YOUR OBJECTIVE:
Using the listing below, retype exactly the lines starting at the one with "Kindly provide the" and ending at the one with "Masks with several", and include both.

EXERCISE INPUTS:
··········

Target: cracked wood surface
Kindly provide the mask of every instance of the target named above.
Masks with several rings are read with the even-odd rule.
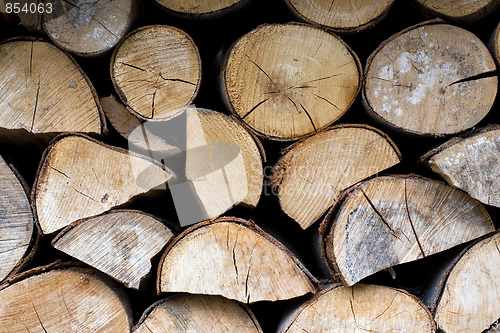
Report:
[[[357,56],[339,37],[304,24],[265,24],[230,50],[224,98],[257,134],[296,140],[340,118],[360,76]]]
[[[423,159],[451,186],[500,207],[500,126],[451,139]]]
[[[151,305],[133,333],[262,333],[245,304],[220,296],[181,294]]]
[[[125,36],[138,10],[136,0],[62,0],[44,15],[43,29],[60,48],[79,56],[110,51]]]
[[[197,224],[170,243],[160,260],[157,290],[253,303],[314,293],[316,283],[283,245],[254,223],[226,217]]]
[[[351,189],[322,225],[326,259],[353,285],[385,268],[471,241],[495,227],[467,193],[415,176],[376,177]]]
[[[0,157],[0,281],[18,271],[35,241],[30,201],[17,173]],[[32,249],[31,249],[32,250]]]
[[[50,43],[0,44],[0,127],[30,133],[102,134],[104,116],[76,62]]]
[[[115,49],[111,79],[136,116],[165,120],[179,114],[198,93],[200,55],[191,37],[178,28],[141,27]]]
[[[96,271],[33,269],[0,290],[0,327],[8,332],[130,332],[125,294]]]
[[[490,42],[488,43],[491,53],[497,61],[497,68],[500,66],[500,22],[491,34]]]
[[[358,32],[385,17],[394,0],[287,0],[294,14],[335,32]]]
[[[478,37],[429,21],[393,35],[371,54],[362,95],[375,118],[439,136],[481,121],[497,88],[495,62]]]
[[[156,0],[177,15],[197,17],[226,13],[248,3],[248,0]]]
[[[366,125],[339,125],[286,151],[273,169],[281,209],[306,229],[340,193],[400,162],[395,144]]]
[[[480,333],[500,317],[500,233],[466,249],[443,278],[436,322],[447,333]],[[495,332],[491,329],[489,332]]]
[[[151,215],[114,210],[72,223],[52,245],[126,287],[139,289],[151,271],[151,259],[173,237],[172,231]]]
[[[42,157],[32,191],[44,234],[101,214],[154,188],[173,174],[145,156],[83,135],[57,139]]]
[[[429,310],[406,291],[384,286],[333,285],[304,303],[281,333],[435,332]]]
[[[498,0],[415,0],[428,16],[439,16],[458,23],[478,21],[498,11]]]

··········

RESULT BELOW:
Kindly provide the mask of every instance of the target named above.
Masks with several rings are read with the even-odd rule.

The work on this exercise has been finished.